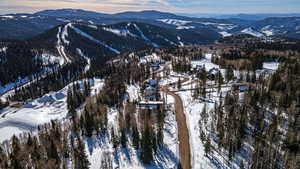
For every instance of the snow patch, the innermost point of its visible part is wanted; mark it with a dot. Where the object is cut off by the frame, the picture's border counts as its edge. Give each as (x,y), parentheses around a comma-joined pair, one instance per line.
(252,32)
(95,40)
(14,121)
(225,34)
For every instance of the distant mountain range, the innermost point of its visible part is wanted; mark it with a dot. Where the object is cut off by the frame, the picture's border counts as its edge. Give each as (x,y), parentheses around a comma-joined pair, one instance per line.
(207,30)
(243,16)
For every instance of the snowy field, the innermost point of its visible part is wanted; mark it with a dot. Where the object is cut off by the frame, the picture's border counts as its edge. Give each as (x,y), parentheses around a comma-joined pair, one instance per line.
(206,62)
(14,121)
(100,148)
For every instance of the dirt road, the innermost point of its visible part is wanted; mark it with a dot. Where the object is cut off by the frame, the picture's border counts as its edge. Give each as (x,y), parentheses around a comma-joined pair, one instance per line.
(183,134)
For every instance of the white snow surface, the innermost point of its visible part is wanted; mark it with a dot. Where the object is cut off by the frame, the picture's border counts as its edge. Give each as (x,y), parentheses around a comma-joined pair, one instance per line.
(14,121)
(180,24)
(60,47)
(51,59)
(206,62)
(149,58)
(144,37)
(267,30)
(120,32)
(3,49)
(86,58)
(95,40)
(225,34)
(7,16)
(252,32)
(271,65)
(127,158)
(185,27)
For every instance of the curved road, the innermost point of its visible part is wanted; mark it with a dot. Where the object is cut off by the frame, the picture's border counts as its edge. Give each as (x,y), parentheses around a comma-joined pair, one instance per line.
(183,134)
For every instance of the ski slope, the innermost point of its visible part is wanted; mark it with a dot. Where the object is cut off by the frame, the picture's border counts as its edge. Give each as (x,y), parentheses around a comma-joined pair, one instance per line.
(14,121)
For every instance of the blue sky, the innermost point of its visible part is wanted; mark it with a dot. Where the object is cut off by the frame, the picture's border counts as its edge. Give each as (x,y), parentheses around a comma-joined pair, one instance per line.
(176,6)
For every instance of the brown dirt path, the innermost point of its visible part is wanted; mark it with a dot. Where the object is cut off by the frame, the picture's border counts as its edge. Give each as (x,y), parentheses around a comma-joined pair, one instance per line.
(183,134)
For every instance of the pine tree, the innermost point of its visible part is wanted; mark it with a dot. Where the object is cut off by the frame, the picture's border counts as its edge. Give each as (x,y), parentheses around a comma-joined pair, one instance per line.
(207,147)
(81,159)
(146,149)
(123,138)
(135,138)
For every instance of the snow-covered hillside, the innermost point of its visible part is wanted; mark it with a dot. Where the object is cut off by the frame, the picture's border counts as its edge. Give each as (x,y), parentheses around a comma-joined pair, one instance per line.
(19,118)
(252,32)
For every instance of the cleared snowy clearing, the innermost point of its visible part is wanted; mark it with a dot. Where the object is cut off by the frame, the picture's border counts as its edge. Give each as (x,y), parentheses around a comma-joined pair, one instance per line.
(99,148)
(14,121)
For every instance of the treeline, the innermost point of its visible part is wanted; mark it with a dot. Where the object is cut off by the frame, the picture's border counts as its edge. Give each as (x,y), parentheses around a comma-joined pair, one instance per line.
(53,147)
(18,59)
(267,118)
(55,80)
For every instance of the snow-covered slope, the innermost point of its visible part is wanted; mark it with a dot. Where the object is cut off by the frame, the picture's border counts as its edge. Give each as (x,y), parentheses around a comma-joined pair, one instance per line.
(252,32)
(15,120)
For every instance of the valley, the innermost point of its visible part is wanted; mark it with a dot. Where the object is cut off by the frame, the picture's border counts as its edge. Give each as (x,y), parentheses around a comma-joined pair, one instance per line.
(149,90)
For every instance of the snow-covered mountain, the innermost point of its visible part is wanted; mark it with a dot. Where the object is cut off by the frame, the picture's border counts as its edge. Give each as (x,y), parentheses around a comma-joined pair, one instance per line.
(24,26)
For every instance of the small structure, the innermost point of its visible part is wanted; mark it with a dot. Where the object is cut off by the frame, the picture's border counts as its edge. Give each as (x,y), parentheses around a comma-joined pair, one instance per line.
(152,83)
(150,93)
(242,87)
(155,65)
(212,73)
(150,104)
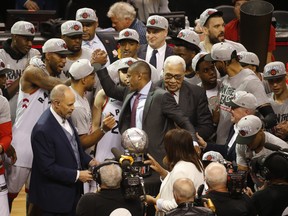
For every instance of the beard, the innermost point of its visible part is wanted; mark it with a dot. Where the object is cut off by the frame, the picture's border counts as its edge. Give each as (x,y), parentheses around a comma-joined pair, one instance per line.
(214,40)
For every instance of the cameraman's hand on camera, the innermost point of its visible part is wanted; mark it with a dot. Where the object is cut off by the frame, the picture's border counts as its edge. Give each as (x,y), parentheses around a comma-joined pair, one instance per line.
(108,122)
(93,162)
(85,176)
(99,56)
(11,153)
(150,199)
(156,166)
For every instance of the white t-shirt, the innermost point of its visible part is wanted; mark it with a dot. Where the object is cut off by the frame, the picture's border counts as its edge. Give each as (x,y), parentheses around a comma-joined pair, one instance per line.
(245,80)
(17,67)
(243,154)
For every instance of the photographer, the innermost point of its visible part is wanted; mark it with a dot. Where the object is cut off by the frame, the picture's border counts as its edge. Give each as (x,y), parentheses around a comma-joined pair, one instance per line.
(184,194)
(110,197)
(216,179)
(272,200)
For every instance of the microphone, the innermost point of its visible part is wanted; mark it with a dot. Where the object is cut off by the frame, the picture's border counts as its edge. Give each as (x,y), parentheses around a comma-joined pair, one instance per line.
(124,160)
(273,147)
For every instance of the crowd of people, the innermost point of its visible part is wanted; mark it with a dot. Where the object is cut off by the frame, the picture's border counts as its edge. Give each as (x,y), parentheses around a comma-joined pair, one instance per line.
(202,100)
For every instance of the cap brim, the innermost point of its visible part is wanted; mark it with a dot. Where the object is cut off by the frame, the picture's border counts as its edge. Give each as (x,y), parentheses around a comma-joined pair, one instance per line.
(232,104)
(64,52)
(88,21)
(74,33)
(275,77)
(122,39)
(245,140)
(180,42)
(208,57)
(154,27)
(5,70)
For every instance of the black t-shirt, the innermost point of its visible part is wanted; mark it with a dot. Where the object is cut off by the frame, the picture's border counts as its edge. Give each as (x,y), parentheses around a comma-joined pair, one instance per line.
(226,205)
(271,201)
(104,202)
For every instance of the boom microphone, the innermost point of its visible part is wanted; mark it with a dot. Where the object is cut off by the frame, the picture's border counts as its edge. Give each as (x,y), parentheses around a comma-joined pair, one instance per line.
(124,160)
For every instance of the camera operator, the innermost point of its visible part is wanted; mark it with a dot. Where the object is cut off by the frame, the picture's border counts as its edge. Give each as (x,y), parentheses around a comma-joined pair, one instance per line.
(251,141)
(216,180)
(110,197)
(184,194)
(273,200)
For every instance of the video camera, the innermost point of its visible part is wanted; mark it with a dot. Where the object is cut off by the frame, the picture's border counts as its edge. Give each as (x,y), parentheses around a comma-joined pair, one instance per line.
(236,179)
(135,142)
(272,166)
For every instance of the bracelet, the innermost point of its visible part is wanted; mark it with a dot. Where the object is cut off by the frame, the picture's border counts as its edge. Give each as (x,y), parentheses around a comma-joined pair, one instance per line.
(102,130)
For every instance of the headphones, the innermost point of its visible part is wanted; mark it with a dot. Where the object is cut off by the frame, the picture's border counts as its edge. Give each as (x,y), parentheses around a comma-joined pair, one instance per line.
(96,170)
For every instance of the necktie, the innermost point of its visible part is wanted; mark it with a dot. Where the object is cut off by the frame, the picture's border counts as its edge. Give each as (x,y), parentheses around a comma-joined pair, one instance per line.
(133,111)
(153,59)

▬▬▬

** WORK TO COMPLETE **
Recast every row above as a Markdown table with a "No." column numbering the rows and a "Text" column holding each row's wording, omitting blank lines. Leave the pictures out of the table.

** ANSWER TO THE TASK **
| No. | Text |
|---|---|
| 1 | For every instance of the snow patch, the innermost point of its visible part is wanted; mark it with a dot. Where the object is cut off by the frame, the picture's border counts as its edge. Give each as (x,y), parentheses around a comma-joined pair, one instance per line. |
| 2 | (252,32) |
| 3 | (95,40) |
| 4 | (14,121) |
| 5 | (225,34) |
| 6 | For every instance of the distant mountain range, the innermost point of its visible part is wanted; mark it with a dot. Where the object is cut off by the frame, the picture's border counts as its edge. Give each as (x,y), parentheses around a comma-joined pair, one instance per line. |
| 7 | (207,30) |
| 8 | (243,16) |
| 9 | For every instance of the snowy field, the innermost point of its visible part is wanted; mark it with a dot. Where the object is cut off by the frame, the picture's border counts as its edge. Give each as (x,y), parentheses around a comma-joined pair, one instance per line. |
| 10 | (206,62) |
| 11 | (14,121) |
| 12 | (100,148) |
| 13 | For every instance of the dirt road, the innermost point of its visible part is wanted; mark it with a dot. Where the object is cut off by the frame, the picture's border counts as its edge. Give each as (x,y), parentheses around a comma-joined pair, one instance per line. |
| 14 | (183,134) |
| 15 | For every instance of the white snow surface, the innermost point of its visible part is wanted; mark it with a dot. Where the object is cut off by the frame, the picture's border counts as its edge. Give each as (x,y), parentheses around a comma-joined pair, one instance per line. |
| 16 | (14,121) |
| 17 | (180,24) |
| 18 | (60,47) |
| 19 | (51,59) |
| 20 | (206,62) |
| 21 | (149,58) |
| 22 | (144,37) |
| 23 | (267,30) |
| 24 | (120,32) |
| 25 | (3,49) |
| 26 | (86,58) |
| 27 | (95,40) |
| 28 | (225,34) |
| 29 | (7,16) |
| 30 | (252,32) |
| 31 | (271,65) |
| 32 | (127,158) |
| 33 | (185,27) |
| 34 | For every instance of the curved road, the innermost point of its visible part is wanted; mark it with a dot. Where the object is cut off by the frame, the picture's border counts as its edge. Give each as (x,y), parentheses around a comma-joined pair, one instance per line. |
| 35 | (183,134) |
| 36 | For every instance of the ski slope, the innermost point of its visible part is wanted; mark it with a dot. Where the object is cut off by the frame, the picture's border counts as its edge. Give each as (x,y), parentheses around a comma-joined pair, one instance per line. |
| 37 | (14,121) |
| 38 | For every instance of the blue sky, the innermost point of its visible part is wanted; mark it with a dot. Where the object is cut off by the frame, the picture's border counts as its edge. Give each as (x,y), parentheses around a comma-joined pair, one instance per line. |
| 39 | (176,6) |
| 40 | For every instance of the brown dirt path, the innermost point of its visible part is wanted; mark it with a dot. Where the object is cut off by the frame, the picture's border counts as its edge. Give each as (x,y), parentheses around a comma-joined pair, one instance per line. |
| 41 | (183,134) |
| 42 | For every instance of the pine tree, the innermost point of its visible part is wanted; mark it with a dot. Where the object is cut off by the frame, the picture's border counts as its edge. Give each as (x,y), parentheses around a comma-joined pair, one instance per line. |
| 43 | (207,147) |
| 44 | (81,159) |
| 45 | (146,149) |
| 46 | (123,138) |
| 47 | (135,138) |
| 48 | For every instance of the snow-covered hillside, the innermost point of its visible part is wanted; mark it with a dot. Where the object is cut off by the frame, the picture's border counts as its edge. Give each as (x,y), parentheses around a comma-joined pair, one instance per line. |
| 49 | (19,118) |
| 50 | (252,32) |
| 51 | For every instance of the cleared snowy clearing, the innermost point of its visible part is wanted; mark it with a dot. Where the object is cut off by the frame, the picture's border counts as its edge. Give each as (x,y), parentheses around a comma-joined pair, one instance per line. |
| 52 | (99,148) |
| 53 | (14,121) |
| 54 | For every instance of the treeline, the innermost point of its visible part is wanted; mark it with a dot. Where the object is cut off by the frame, the picture's border counts as its edge. Give each as (x,y), parentheses around a comma-joined pair, one instance per line. |
| 55 | (53,147) |
| 56 | (18,59) |
| 57 | (267,118) |
| 58 | (55,80) |
| 59 | For every instance of the snow-covered slope, the innermost point of its visible part is wanted; mark it with a dot. Where the object is cut off by the frame, the picture's border counts as its edge. Give each as (x,y), parentheses around a comma-joined pair, one instance per line. |
| 60 | (252,32) |
| 61 | (15,120) |
| 62 | For every instance of the valley, the innermost point of its visible part is wanted; mark it with a dot. Where the object is cut off by the frame, the picture's border counts as its edge. Give each as (x,y), parentheses around a comma-joined pair, one instance per line. |
| 63 | (149,90) |
| 64 | For every instance of the snow-covered mountain, the innermost point of its visible part is wanted; mark it with a dot. Where the object is cut off by the frame, the picture's border counts as its edge. Give each as (x,y), parentheses around a comma-joined pair, one instance per line. |
| 65 | (24,26) |
| 66 | For every instance of the small structure, the innermost point of its visible part is wanted; mark it with a dot. Where the object is cut off by the frame, the picture's border counts as its edge. Give each as (x,y), parentheses around a comma-joined pair, one instance per line. |
| 67 | (152,83) |
| 68 | (150,93) |
| 69 | (242,87) |
| 70 | (155,65) |
| 71 | (212,73) |
| 72 | (150,104) |
| 73 | For every instance of the beard, the innermost point of its visible part is wanted; mark it with a dot. Where the object is cut off by the frame, the picture's border counts as its edge. Give each as (x,y), parentheses around a comma-joined pair, one instance per line. |
| 74 | (214,40) |
| 75 | For every instance of the cameraman's hand on camera, the innermost point of its visible part is wanted; mark it with a dot. Where the object is cut off by the frame, the picture's border counts as its edge. Give each as (x,y), parentheses around a comma-joined pair, one instance per line. |
| 76 | (108,122) |
| 77 | (93,162) |
| 78 | (85,176) |
| 79 | (99,56) |
| 80 | (11,153) |
| 81 | (150,199) |
| 82 | (156,166) |
| 83 | For every instance of the white t-shirt, the innermost point of its visible part is wanted; mark it with a dot. Where the object is cut off by the frame, the picture's border counts as its edge. Give each as (x,y), parentheses around a comma-joined pair, one instance per line. |
| 84 | (245,80) |
| 85 | (17,67) |
| 86 | (243,154) |
| 87 | For every instance of the photographer, the innermost point of its visible part is wanted; mark it with a dot. Where the object is cut off by the frame, the picture's border counts as its edge. Give each as (x,y), parentheses around a comma-joined pair, one instance per line. |
| 88 | (184,194) |
| 89 | (110,197) |
| 90 | (216,179) |
| 91 | (272,200) |
| 92 | For every instance of the microphone, the innermost point of its visible part is wanted; mark it with a dot. Where the object is cut off by the frame, the picture's border counts as its edge. Give each as (x,y), parentheses around a comma-joined pair, one instance per line. |
| 93 | (124,160) |
| 94 | (273,147) |
| 95 | For every instance of the crowd of people, the innermost point of its visible part is wanted; mark it with a dot. Where the object is cut off by the frame, the picture's border counts as its edge. Give each as (x,y), parentheses around a comma-joined pair, one instance per line. |
| 96 | (202,100) |
| 97 | For every instance of the cap brim, the innermost point of its visible part is wanted; mark it with a dot. Where the object is cut off by the frame, the picture's border counts as its edge. Give each as (x,y), parentheses around a comma-joined pair, one instance per line. |
| 98 | (232,104) |
| 99 | (64,52) |
| 100 | (88,21) |
| 101 | (74,33) |
| 102 | (275,77) |
| 103 | (122,39) |
| 104 | (245,140) |
| 105 | (180,42) |
| 106 | (208,57) |
| 107 | (154,27) |
| 108 | (5,70) |
| 109 | For every instance of the black t-shirt, the innermost point of its visible part is wanted; mark it with a dot. Where the object is cut off by the frame, the picture's border counts as its edge. Give each as (x,y), parentheses around a comma-joined pair, one instance per line. |
| 110 | (226,205) |
| 111 | (271,201) |
| 112 | (104,202) |
| 113 | For every instance of the boom microphone, the innermost point of its visible part is wanted; mark it with a dot. Where the object is cut off by the frame, the picture's border counts as its edge. Give each as (x,y), parentheses around a comma-joined pair, one instance per line. |
| 114 | (124,160) |
| 115 | For every instance of the camera operator, the innermost point of its visible part is wanted; mark it with a dot. Where the object is cut off by the frame, the picture's border counts as its edge. Give each as (x,y), parentheses around a comma-joined pair, one instance per line. |
| 116 | (251,141) |
| 117 | (216,180) |
| 118 | (110,197) |
| 119 | (184,194) |
| 120 | (273,200) |
| 121 | For every instance of the video camera, the innermost point of its visible part is wanted; mark it with a dot. Where the object is cut off by the frame, the picture's border counts as its edge. Give each as (x,y), parentheses around a comma-joined pair, one instance per line. |
| 122 | (236,179) |
| 123 | (135,142) |
| 124 | (272,166) |
| 125 | For every instance of the bracelet, the innermost point of its visible part is wanted; mark it with a dot. Where the object is cut off by the frame, the picture's border counts as its edge. Give each as (x,y), parentheses around a comma-joined pair, one instance per line. |
| 126 | (102,130) |
| 127 | For every instance of the headphones, the innermost point of its visible part is wanted; mark it with a dot. Where the object is cut off by the frame, the picture's border counts as its edge. Give each as (x,y), parentheses around a comma-joined pair, one instance per line. |
| 128 | (96,170) |
| 129 | For every instance of the necktie, the innermost point of its visible part is wanted; mark it with a dot. Where the object is cut off by the frame, the picture's border counts as its edge. Give each as (x,y), parentheses around a comma-joined pair, one instance per line. |
| 130 | (133,111) |
| 131 | (153,59) |